# [Task instructions]
Format the listing below as a numbered list, skipping blank lines and omitting the pictures.
=======
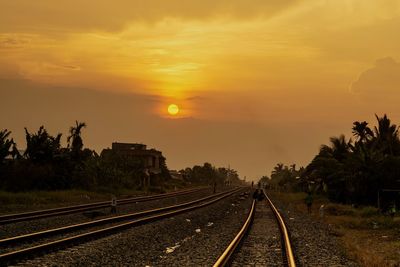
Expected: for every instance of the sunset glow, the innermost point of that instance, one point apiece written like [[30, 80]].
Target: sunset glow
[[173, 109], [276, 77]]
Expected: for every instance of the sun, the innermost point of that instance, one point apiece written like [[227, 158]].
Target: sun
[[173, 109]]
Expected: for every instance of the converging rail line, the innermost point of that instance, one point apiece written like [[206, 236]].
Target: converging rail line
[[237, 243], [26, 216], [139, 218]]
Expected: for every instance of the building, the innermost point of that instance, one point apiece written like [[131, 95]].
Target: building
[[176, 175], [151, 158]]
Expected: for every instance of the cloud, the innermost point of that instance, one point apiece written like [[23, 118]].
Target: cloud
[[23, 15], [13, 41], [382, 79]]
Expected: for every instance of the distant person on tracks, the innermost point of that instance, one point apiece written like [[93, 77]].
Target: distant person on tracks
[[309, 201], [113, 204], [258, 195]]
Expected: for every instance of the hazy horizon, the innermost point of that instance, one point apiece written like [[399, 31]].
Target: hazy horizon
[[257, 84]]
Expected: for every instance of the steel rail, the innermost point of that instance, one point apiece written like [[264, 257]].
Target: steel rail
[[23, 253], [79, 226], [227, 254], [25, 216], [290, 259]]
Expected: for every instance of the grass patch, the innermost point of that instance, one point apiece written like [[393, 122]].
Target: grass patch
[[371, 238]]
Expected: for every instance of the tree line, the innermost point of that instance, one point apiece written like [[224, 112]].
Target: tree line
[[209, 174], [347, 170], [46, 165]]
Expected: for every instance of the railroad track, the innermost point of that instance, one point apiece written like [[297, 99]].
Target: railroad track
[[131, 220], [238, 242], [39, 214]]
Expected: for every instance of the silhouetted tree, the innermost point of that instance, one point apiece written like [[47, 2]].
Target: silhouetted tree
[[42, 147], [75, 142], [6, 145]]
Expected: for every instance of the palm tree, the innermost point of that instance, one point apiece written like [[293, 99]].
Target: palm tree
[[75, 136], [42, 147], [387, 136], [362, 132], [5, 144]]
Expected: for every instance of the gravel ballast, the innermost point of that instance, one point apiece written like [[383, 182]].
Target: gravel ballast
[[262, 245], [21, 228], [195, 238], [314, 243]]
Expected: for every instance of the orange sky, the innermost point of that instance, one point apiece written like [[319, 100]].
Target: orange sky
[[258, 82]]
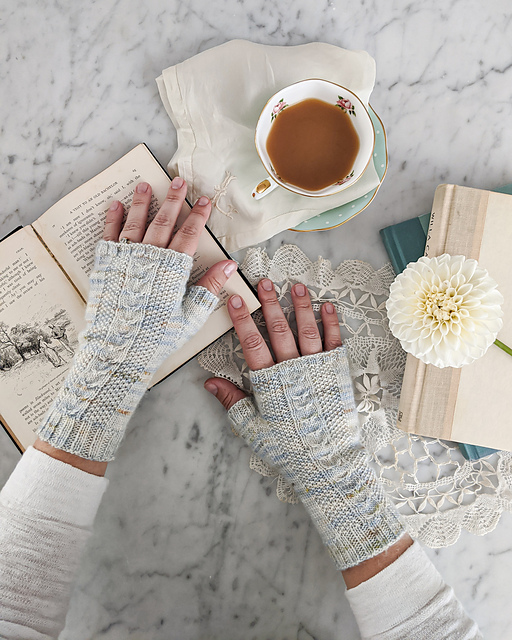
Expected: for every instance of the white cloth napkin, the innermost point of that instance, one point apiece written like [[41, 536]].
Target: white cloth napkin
=======
# [Full answer]
1. Expected: for every instance of the sunset glow, the innermost point of that instance, one point apiece written like [[30, 80]].
2. Target: sunset glow
3. [[173, 109], [276, 77]]
4. Expected: for every instance of the sun, the innermost point of that instance, one point apiece written like [[227, 158]].
5. Target: sun
6. [[173, 109]]
7. Expected: for every instance of the converging rail line, the innermost point of that instance, one point apiece written like [[206, 236]].
8. Target: converging rail line
9. [[237, 243], [26, 216], [139, 218]]
10. Expected: for every instance of the building, the innermost point of that instance, one point apiece written like [[131, 95]].
11. Target: building
12. [[176, 175], [151, 158]]
13. Expected: for every instance of the cloud, the innermost point of that instance, one point apiece written like [[23, 118]].
14. Target: cloud
15. [[23, 15], [13, 41], [382, 79]]
16. Expected: for every instance of the distant person on tracks, the innermost point of that instance, one point apiece written like [[93, 77]].
17. Target: distant person on tracks
18. [[309, 201], [113, 204], [258, 195]]
19. Expected: for every instance of the hazy horizon, the innermost point of that instance, one point apiece written like [[399, 31]].
20. Target: hazy horizon
21. [[257, 84]]
22. Expected: for every instance of the steel rail, the innermost point of that instance, one point apiece written like [[264, 257]].
23. Target: steel rail
24. [[23, 253], [79, 226], [227, 254], [25, 216], [290, 259]]
25. Expected: for every instance of the grass patch, the innermost point of that instance, one point apiece written like [[393, 122]].
26. Target: grass patch
27. [[371, 238]]
28. Expected: for every instance of the tree line, the innermost point of that instance, one point apiece written like [[224, 112]].
29. Target: tree line
30. [[209, 174], [347, 170], [46, 165]]
31. Expected: for every instance of the railroad track, the innermost point of that instance, one point apiece written like [[297, 99]].
32. Target: railroad track
33. [[131, 220], [238, 242], [39, 214]]
34. Expected: for every instance of the silhouetted tree, the innermost point of that instance, one point apiece written like [[47, 2]].
35. Target: silhouetted tree
36. [[42, 147], [75, 142], [6, 145]]
37. Expected: for every instance of the palm tree, the innermost point of that instance, one point apiece written like [[293, 99]].
38. Target: palm tree
39. [[75, 136], [42, 147], [387, 136], [362, 132], [5, 144]]
40. Expected: for every instance of the gravel ballast, the innermost point of that instance, one point apiece written like [[383, 182]].
41. Target: gravel ballast
42. [[262, 245], [21, 228], [195, 238], [314, 243]]
43. Expected: for every instance of the orange sky, the innermost point of that instance, one point apiece written like [[319, 100]].
44. Target: orange sky
45. [[258, 82]]
46. Expected: for every instance of the white cloth napkin, the innermost point of that instance, one point apiece written like [[41, 536]].
47. Target: white cloth napkin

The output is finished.